# Set problem:
Quote the lines from the line holding "If you could point to the handball" to the very end of the listing, exactly, and no others.

# Task inputs:

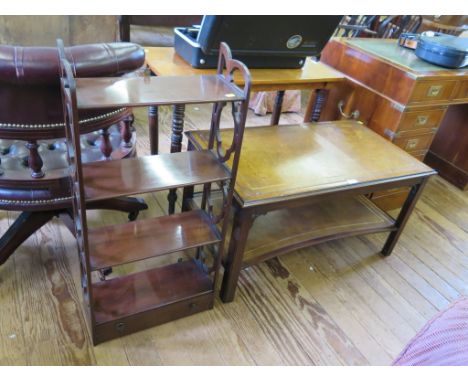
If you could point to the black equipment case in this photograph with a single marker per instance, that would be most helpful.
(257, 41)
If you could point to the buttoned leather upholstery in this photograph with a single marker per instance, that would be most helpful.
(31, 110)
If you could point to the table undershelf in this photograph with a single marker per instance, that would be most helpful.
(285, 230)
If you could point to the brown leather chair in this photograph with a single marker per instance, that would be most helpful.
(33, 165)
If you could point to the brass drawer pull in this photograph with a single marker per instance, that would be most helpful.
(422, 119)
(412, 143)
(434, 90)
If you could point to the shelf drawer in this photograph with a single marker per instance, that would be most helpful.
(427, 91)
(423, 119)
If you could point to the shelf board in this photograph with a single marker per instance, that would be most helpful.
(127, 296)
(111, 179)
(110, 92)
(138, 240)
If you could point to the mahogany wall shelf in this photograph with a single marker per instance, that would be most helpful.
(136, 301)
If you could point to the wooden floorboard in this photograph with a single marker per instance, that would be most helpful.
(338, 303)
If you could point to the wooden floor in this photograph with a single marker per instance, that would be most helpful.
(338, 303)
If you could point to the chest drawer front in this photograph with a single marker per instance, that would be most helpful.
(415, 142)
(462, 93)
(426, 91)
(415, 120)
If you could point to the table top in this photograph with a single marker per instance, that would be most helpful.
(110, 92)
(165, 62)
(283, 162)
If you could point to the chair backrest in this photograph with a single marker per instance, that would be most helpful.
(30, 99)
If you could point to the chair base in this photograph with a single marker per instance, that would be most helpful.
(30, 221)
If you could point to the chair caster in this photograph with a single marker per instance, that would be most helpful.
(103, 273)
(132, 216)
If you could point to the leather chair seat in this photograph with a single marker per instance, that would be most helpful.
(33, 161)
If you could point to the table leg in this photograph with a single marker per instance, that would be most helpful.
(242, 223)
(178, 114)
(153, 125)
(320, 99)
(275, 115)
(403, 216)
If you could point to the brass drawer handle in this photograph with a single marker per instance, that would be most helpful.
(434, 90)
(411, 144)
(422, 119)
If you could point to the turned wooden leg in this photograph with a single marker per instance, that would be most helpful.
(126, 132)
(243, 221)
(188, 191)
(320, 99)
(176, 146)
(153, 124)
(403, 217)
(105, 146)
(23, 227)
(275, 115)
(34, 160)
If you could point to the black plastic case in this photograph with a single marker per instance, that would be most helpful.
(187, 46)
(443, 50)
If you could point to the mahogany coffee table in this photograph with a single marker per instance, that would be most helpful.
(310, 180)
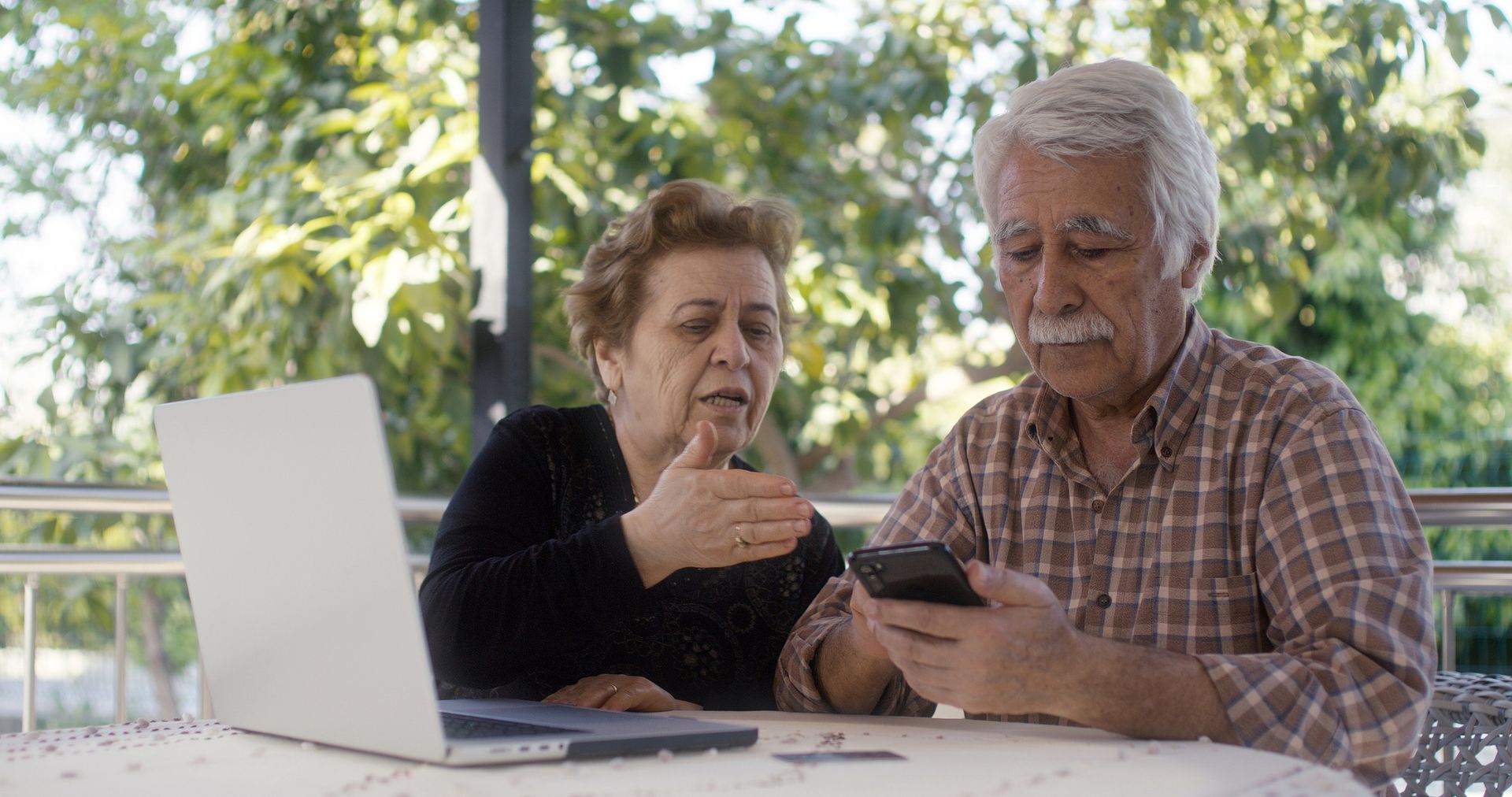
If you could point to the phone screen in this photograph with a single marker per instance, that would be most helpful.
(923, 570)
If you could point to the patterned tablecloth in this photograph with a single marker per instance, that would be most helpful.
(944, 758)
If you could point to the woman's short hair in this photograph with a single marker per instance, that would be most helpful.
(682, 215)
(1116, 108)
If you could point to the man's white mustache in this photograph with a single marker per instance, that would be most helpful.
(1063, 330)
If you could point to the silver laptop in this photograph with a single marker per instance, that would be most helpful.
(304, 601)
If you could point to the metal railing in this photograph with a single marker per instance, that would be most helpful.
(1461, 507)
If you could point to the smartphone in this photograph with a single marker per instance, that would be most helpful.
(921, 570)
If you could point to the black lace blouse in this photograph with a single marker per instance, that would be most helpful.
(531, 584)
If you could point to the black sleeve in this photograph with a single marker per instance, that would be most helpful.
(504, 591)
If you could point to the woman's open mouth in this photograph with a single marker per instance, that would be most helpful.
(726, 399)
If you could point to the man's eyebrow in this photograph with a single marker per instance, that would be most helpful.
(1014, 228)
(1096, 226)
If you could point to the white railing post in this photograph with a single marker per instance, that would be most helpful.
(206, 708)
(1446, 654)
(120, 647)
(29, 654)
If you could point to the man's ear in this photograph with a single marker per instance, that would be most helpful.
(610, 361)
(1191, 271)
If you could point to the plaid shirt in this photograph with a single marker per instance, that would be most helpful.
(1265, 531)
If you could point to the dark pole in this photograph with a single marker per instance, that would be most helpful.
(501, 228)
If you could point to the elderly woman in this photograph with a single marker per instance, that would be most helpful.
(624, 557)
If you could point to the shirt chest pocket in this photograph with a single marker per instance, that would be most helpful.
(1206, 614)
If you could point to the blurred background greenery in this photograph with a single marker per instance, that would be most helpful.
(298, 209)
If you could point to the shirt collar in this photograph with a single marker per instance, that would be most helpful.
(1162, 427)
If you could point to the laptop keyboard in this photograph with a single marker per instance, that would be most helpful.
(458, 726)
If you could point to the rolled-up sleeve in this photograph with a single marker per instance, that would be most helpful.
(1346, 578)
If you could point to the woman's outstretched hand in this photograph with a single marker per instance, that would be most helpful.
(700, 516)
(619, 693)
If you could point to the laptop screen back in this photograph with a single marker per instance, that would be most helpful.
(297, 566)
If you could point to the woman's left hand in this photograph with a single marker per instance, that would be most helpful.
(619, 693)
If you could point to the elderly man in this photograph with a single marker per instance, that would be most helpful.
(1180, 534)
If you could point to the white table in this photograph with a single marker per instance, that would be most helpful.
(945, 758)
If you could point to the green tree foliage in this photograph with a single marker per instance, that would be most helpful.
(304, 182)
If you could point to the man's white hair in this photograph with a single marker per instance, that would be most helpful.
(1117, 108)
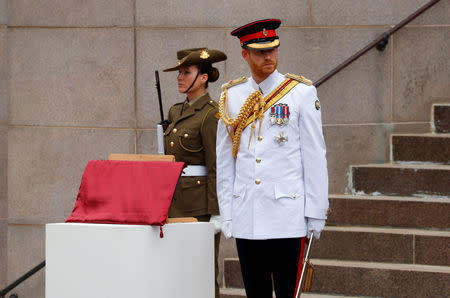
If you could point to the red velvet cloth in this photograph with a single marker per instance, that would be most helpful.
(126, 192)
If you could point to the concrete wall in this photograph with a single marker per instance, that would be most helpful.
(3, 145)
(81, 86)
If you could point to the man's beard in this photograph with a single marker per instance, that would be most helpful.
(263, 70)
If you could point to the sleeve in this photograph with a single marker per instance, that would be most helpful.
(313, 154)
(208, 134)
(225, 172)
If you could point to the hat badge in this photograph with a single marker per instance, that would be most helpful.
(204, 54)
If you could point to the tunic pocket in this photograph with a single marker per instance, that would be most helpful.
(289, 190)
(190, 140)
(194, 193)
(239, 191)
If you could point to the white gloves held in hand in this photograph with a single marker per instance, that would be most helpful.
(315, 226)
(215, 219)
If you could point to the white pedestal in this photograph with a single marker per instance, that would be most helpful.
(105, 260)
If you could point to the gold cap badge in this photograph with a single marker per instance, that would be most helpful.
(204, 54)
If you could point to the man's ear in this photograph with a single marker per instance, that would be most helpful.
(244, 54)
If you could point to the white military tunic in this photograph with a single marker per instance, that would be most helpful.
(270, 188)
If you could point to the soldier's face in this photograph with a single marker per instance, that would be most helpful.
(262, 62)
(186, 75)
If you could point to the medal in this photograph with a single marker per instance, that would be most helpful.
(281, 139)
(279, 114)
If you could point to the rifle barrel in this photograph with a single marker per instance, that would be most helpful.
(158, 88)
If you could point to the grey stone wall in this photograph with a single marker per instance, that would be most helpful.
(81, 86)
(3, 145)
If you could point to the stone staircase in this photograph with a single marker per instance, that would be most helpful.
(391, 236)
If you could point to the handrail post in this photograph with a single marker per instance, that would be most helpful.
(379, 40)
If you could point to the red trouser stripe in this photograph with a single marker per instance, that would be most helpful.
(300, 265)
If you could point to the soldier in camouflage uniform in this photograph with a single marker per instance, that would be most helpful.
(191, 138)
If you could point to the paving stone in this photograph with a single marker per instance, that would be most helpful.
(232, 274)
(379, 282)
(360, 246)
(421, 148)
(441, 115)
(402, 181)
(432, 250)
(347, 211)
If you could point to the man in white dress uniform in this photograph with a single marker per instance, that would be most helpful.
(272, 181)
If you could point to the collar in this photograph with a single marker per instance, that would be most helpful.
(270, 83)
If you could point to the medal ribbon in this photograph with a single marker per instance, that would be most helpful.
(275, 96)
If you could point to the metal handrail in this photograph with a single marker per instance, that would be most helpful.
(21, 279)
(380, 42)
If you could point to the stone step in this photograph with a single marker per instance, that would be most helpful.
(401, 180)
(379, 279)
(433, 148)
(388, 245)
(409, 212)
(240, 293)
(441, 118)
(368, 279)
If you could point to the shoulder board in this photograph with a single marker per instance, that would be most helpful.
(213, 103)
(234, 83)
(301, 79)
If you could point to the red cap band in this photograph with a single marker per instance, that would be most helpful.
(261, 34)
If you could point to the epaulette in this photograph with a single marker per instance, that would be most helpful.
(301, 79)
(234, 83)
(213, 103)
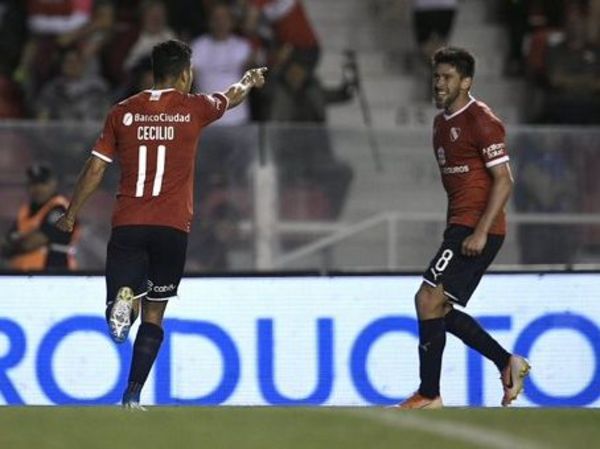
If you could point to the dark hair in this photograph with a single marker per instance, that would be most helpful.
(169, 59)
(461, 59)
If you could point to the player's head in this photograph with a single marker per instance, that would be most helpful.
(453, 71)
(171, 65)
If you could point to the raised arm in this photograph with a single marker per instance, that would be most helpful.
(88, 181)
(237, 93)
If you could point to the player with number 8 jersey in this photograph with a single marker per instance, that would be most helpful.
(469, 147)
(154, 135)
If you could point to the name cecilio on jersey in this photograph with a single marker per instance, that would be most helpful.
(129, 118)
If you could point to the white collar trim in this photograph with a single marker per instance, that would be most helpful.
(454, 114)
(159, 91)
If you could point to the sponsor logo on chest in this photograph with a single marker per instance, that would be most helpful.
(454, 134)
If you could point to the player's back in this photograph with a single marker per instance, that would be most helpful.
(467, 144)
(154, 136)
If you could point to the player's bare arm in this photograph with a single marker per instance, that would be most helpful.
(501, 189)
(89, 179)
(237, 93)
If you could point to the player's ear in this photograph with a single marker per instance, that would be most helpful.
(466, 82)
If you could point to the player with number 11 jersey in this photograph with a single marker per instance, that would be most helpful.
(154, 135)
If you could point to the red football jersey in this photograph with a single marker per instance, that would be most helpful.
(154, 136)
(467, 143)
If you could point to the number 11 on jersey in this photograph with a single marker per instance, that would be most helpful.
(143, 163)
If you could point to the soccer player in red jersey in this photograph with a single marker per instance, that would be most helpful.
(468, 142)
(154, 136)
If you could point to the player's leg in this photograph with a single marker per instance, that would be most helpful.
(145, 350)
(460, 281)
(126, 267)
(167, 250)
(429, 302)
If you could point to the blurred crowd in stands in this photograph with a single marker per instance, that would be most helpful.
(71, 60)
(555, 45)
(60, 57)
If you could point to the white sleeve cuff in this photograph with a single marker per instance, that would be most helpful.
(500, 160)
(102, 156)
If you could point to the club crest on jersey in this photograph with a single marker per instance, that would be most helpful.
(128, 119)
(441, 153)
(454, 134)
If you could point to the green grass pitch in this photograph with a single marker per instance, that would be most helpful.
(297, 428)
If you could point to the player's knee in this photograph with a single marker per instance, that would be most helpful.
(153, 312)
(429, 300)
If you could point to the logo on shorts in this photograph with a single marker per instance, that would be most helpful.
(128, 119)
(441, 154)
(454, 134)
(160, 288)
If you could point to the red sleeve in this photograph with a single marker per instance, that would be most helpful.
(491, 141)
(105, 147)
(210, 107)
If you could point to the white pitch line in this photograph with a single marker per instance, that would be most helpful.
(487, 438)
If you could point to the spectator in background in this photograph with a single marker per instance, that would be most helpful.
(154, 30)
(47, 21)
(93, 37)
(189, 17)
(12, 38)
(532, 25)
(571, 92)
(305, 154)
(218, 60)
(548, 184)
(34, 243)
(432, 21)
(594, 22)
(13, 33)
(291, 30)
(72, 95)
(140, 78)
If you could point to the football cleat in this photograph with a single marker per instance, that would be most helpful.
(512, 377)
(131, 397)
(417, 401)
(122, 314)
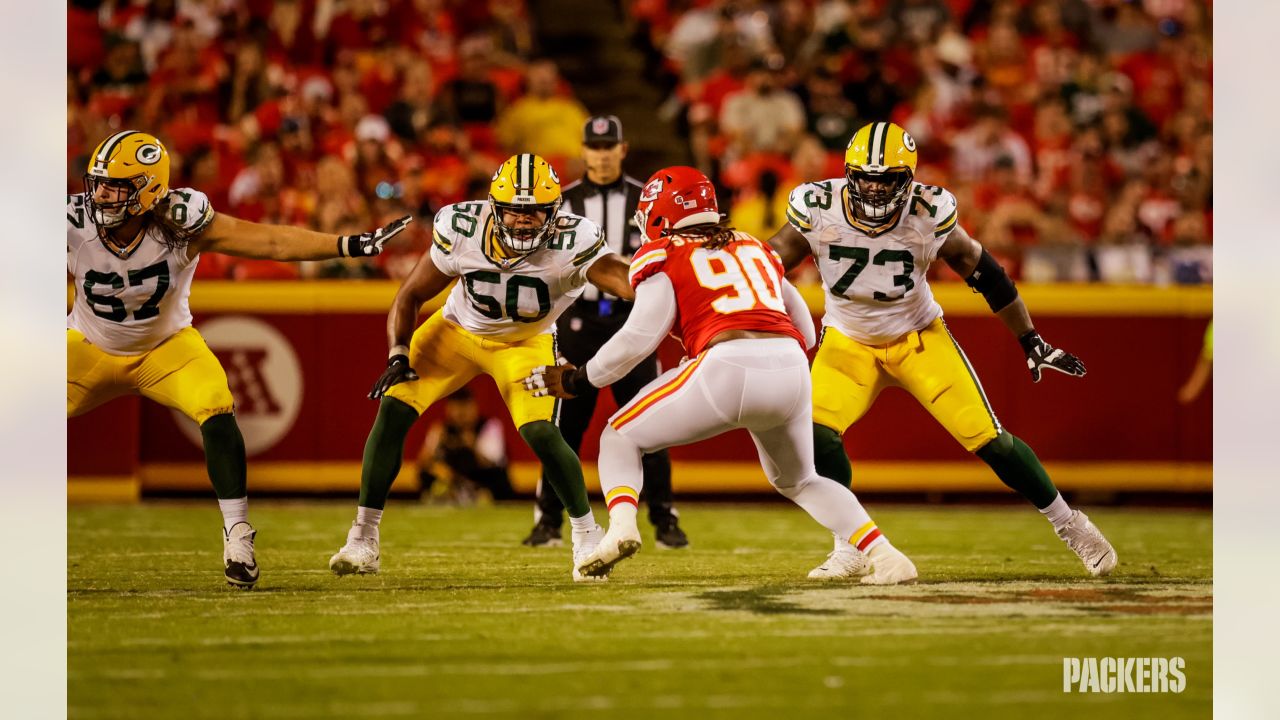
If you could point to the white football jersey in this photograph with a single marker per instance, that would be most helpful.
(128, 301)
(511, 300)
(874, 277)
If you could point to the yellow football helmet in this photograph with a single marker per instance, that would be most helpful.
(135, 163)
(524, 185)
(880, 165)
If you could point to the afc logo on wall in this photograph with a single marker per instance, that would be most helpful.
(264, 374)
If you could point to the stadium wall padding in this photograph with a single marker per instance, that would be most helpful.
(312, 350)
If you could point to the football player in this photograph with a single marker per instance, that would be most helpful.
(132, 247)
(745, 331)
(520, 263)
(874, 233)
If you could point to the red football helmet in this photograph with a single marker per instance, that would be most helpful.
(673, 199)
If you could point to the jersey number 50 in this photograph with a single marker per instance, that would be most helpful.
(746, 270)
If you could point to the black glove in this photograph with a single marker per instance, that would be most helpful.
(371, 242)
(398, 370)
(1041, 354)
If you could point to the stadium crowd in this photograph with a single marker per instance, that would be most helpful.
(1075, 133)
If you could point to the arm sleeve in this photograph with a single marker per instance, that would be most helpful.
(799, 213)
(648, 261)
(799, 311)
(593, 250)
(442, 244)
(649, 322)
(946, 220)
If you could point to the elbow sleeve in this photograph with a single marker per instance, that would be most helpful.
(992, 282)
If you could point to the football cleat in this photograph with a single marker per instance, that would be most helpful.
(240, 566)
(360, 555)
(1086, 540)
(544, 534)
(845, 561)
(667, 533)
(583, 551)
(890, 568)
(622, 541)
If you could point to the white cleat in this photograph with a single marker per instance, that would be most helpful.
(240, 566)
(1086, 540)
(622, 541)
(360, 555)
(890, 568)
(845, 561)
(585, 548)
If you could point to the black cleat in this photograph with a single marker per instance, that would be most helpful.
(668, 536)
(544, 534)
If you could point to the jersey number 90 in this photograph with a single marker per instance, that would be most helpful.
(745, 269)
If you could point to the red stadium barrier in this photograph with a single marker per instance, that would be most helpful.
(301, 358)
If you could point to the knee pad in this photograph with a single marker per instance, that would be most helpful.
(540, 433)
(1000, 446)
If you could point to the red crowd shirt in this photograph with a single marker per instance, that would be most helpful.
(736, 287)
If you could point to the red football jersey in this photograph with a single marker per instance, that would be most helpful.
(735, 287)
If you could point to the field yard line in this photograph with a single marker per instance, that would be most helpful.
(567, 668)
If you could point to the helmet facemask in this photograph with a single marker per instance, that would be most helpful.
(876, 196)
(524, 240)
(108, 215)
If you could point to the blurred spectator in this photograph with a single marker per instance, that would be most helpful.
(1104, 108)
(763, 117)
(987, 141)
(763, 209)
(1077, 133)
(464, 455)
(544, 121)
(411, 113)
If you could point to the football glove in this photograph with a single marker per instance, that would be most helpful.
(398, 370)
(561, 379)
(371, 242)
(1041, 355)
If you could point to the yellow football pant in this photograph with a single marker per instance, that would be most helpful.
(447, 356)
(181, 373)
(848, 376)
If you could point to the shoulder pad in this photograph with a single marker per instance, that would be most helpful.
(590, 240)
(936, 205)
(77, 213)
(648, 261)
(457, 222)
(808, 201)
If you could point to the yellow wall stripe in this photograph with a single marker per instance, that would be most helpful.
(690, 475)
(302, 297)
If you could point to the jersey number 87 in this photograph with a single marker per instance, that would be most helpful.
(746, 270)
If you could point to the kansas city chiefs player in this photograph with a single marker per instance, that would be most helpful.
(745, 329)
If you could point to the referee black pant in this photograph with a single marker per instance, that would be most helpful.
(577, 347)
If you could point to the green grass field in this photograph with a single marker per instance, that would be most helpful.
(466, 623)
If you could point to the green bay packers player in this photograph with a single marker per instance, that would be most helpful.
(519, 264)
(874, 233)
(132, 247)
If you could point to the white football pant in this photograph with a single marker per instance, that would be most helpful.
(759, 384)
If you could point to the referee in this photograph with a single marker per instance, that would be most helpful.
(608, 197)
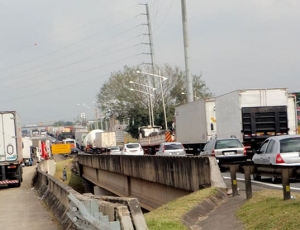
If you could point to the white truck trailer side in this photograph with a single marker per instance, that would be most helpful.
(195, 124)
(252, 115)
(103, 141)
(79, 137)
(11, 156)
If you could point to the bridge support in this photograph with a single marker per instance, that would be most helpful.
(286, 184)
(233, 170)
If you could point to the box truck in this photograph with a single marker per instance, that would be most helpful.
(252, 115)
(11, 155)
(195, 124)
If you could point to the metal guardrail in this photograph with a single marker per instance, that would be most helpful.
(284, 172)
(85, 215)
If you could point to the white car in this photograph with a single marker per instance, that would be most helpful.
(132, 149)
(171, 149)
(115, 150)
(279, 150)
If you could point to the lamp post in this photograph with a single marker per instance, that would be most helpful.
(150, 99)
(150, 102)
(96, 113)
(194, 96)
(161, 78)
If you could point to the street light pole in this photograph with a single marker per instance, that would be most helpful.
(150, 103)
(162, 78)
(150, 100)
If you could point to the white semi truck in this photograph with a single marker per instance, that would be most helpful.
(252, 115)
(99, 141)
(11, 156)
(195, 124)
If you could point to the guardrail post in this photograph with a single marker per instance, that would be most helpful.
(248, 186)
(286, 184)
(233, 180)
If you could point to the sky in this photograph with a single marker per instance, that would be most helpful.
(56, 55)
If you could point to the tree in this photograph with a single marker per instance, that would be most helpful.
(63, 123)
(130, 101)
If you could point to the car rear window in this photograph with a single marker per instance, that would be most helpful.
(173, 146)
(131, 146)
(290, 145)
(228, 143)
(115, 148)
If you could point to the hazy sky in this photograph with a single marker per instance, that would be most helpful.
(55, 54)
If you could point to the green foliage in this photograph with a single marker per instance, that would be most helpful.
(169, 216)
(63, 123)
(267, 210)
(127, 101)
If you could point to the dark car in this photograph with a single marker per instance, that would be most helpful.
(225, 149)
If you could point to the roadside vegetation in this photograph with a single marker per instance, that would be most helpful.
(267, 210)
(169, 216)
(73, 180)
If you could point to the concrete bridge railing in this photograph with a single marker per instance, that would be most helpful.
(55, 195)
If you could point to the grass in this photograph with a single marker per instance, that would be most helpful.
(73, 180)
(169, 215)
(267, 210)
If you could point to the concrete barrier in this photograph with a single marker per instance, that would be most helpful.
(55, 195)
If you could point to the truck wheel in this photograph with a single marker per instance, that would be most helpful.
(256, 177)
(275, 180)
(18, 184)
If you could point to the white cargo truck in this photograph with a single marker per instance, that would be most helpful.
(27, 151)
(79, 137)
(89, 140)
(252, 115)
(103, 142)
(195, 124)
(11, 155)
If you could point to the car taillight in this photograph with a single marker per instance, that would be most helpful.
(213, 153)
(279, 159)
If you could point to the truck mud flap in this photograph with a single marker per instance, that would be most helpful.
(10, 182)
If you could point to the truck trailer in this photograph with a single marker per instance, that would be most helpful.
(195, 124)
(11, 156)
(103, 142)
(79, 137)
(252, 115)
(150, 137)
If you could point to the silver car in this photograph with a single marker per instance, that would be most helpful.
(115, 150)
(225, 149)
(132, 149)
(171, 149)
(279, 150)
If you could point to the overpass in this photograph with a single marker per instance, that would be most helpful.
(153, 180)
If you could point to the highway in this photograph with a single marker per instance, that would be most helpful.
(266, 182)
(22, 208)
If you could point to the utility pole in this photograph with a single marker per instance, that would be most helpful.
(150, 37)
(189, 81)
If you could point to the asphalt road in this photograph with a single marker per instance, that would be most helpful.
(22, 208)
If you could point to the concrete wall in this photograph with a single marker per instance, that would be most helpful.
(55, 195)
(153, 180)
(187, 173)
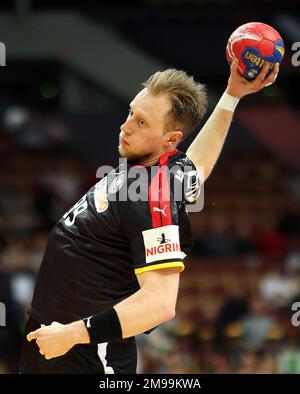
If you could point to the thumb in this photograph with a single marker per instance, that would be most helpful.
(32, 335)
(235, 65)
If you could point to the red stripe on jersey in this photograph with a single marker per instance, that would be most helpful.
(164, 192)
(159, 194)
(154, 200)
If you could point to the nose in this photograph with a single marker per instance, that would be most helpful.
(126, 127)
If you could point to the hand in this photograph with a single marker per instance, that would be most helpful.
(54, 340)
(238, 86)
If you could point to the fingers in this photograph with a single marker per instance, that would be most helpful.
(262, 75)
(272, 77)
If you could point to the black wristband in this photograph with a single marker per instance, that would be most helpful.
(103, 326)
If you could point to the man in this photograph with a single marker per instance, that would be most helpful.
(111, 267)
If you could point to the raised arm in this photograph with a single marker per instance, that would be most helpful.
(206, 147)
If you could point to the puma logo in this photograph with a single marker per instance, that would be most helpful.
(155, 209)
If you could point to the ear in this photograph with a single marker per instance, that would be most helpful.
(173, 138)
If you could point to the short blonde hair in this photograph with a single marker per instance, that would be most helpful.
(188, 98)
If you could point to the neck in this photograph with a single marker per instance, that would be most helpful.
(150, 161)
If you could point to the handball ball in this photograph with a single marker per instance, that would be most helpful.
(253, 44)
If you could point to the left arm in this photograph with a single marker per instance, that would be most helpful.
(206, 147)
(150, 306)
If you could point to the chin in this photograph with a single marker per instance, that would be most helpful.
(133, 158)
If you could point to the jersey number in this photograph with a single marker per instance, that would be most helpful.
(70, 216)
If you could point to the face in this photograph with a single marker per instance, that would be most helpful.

# Written answer:
If you could point to the handball ball in this photograph with a single marker per instance, that would be most helpful.
(253, 44)
If you could point to the left arm in this photograph with a single marker per instance, that would be most helpful.
(206, 147)
(150, 306)
If you could point to the chin in this photograph with a single marker per instance, that would be most helpful.
(133, 158)
If you could point to the jersey number in this photograph with a single marker per instance, that would be most helpful.
(70, 216)
If you could point to the face in this photograph with a single marker per instance, that would be most helpful.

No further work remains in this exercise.